问题
I have strings, which describe mathematical formulas and I would like to convert it into lists of meaningful parts. The function ast_ does know how to parse it, to displays it as an Abstract Syntax Tree but does not return the AST. I am looking for a function which does return the tree.
bb <- "(media.urin_A + media.urin_B)/2"
lazyeval::ast_(rlang::parse_expr(bb))
> lazyeval::ast_(rlang::parse_expr(bb))
┗ ()
┗ `/
┗ ()
┗ `(
┗ ()
┗ `+
┗ `media.urin_A
┗ `media.urin_B
┗ 2
回答1:
You can construct one recursively using as.list() and map_if from purrr:
getAST <- function(ee) purrr::map_if(as.list(ee), is.call, getAST)

### 任务要求
请续写关于在R中将公式字符串解析为抽象语法树的讨论，从其最后一句之后接着写。 其后各行与此无关。

### 条目列表
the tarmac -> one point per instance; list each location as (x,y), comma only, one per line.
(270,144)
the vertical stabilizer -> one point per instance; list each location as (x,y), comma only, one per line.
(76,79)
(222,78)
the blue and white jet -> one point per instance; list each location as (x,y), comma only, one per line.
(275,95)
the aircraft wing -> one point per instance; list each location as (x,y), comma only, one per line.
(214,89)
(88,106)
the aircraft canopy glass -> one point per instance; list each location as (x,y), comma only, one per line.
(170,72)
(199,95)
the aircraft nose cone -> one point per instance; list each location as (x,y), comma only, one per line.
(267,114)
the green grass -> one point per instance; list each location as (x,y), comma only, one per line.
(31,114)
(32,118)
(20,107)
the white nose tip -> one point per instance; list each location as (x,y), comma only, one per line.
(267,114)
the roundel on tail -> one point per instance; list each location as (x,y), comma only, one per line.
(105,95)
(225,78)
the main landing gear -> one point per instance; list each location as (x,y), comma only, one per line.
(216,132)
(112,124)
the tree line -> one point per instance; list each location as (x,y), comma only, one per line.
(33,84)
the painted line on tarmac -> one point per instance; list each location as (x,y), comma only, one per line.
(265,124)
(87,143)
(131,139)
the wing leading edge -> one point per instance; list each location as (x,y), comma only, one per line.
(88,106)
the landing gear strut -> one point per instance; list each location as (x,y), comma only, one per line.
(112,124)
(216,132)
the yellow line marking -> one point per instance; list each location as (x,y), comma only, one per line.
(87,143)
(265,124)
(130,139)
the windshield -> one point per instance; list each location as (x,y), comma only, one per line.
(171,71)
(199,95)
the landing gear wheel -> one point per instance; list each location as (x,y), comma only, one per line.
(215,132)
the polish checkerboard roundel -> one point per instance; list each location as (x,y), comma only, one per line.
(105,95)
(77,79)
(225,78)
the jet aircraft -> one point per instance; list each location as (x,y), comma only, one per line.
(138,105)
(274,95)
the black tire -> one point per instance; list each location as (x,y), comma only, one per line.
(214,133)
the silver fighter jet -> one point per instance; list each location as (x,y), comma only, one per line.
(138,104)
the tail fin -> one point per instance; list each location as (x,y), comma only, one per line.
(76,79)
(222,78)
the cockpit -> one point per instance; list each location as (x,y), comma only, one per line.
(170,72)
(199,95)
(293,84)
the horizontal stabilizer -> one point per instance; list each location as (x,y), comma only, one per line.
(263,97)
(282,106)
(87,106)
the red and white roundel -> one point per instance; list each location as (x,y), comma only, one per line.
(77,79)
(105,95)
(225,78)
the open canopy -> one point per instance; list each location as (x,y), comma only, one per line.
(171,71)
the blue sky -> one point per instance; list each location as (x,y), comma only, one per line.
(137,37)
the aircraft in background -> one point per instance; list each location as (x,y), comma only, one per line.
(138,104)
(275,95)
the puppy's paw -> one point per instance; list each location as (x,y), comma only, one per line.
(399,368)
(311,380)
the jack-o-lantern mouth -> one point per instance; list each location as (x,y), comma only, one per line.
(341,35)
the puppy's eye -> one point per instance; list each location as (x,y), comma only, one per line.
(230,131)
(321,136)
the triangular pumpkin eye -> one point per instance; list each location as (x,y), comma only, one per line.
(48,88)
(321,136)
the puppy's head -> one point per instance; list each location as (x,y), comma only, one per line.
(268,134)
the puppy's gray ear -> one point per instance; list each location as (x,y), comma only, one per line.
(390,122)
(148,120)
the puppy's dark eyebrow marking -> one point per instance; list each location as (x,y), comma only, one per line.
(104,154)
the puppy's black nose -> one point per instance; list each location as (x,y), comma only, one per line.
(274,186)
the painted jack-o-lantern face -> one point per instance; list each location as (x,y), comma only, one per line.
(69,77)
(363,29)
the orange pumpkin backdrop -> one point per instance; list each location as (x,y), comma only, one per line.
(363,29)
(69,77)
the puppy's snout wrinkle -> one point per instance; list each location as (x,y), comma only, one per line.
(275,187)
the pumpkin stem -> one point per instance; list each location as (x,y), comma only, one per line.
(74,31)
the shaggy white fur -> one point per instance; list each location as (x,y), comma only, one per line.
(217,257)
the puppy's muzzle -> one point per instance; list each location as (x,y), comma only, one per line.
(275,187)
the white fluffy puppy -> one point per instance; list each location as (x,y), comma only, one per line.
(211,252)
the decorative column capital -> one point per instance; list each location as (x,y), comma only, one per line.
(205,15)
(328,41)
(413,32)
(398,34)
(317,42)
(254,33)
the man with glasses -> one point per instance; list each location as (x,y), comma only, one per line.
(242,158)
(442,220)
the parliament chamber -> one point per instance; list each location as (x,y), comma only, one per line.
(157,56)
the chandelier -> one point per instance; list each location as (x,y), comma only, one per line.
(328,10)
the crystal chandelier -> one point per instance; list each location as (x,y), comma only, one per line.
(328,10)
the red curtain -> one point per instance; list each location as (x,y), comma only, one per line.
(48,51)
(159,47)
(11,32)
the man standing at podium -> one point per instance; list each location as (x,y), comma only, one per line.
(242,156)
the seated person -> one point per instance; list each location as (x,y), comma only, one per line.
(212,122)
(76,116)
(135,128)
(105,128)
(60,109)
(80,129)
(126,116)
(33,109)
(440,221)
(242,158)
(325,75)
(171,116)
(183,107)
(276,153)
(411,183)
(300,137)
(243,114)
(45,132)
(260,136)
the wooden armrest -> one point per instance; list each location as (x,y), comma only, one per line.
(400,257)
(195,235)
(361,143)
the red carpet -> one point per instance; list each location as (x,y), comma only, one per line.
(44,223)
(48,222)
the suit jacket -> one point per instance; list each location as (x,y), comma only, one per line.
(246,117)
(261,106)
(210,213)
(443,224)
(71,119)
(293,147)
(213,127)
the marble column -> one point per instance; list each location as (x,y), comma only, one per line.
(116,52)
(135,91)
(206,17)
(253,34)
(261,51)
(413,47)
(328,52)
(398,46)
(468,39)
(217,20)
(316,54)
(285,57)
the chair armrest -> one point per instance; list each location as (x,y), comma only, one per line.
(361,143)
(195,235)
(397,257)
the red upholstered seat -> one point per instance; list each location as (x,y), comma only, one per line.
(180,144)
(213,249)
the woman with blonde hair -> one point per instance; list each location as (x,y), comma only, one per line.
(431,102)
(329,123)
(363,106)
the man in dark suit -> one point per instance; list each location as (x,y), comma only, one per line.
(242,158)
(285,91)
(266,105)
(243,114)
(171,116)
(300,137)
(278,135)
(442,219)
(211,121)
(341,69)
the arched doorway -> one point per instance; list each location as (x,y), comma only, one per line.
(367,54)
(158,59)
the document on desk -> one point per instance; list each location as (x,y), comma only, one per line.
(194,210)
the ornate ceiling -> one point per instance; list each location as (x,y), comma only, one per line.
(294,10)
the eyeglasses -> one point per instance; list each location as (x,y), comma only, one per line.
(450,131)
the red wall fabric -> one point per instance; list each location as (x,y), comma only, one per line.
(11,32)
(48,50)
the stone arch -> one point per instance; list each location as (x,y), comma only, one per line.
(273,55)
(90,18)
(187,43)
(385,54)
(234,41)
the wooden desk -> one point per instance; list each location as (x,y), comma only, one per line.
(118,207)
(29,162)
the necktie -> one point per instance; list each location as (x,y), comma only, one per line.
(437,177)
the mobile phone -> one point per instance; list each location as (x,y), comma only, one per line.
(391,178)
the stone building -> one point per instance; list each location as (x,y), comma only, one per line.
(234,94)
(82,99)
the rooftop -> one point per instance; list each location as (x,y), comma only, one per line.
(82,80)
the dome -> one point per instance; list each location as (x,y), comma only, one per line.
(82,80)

### 任务答复
# Example usage on expressions:
getAST( quote(log10(a+5)/b) )
# List of 3
# $ : symbol /
# $ :List of 2
# ..$ : symbol log10
# ..$ :List of 3
# .. ..$ : symbol +
# .. ..$ : symbol a
# .. ..$ : num 5
# $ : symbol b
# Example usage on strings:
getAST( str2lang("(media.urin_A + media.urin_B)/2") )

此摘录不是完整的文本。